Excerpts from annotation records:
..........

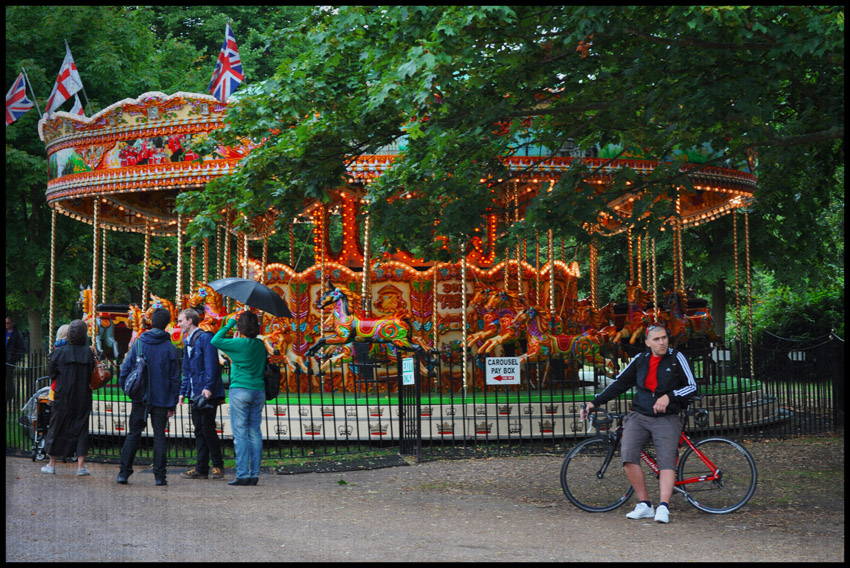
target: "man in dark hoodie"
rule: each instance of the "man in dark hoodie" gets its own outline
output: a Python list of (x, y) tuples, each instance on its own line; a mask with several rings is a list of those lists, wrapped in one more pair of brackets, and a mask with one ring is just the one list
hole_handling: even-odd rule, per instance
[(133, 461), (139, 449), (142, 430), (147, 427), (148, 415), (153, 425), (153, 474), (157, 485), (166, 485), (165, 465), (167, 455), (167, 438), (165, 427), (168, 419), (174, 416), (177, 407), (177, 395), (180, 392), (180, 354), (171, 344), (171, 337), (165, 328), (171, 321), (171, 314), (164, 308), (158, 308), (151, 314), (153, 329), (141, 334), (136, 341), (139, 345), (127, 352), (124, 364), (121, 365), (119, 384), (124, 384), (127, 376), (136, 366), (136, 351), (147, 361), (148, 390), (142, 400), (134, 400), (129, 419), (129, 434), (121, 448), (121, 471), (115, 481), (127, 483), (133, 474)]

..........

Direction: Copy out every line of the records above word for word, leaving out the pictures.

Answer below:
target: "man in dark hoodie"
rule: each instance of the "man in dark hoodie" gets its own outline
output: a Python list of (x, y) tuples, each instance on its own line; a mask with several rings is a list of those lists, wrapped in one more pair of brackets, and a mask with one ring is just the one list
hole_handling: even-odd rule, per instance
[(133, 461), (139, 449), (142, 430), (147, 427), (148, 415), (153, 425), (153, 474), (157, 485), (166, 485), (165, 465), (167, 455), (167, 438), (165, 427), (168, 419), (174, 416), (177, 407), (177, 395), (180, 392), (180, 354), (171, 344), (171, 337), (165, 328), (171, 321), (171, 314), (164, 308), (158, 308), (151, 314), (153, 329), (141, 334), (136, 341), (139, 345), (127, 352), (124, 364), (121, 365), (119, 384), (124, 384), (127, 376), (136, 366), (136, 351), (147, 361), (148, 390), (142, 400), (134, 400), (129, 419), (129, 434), (121, 448), (121, 471), (115, 481), (127, 483), (133, 474)]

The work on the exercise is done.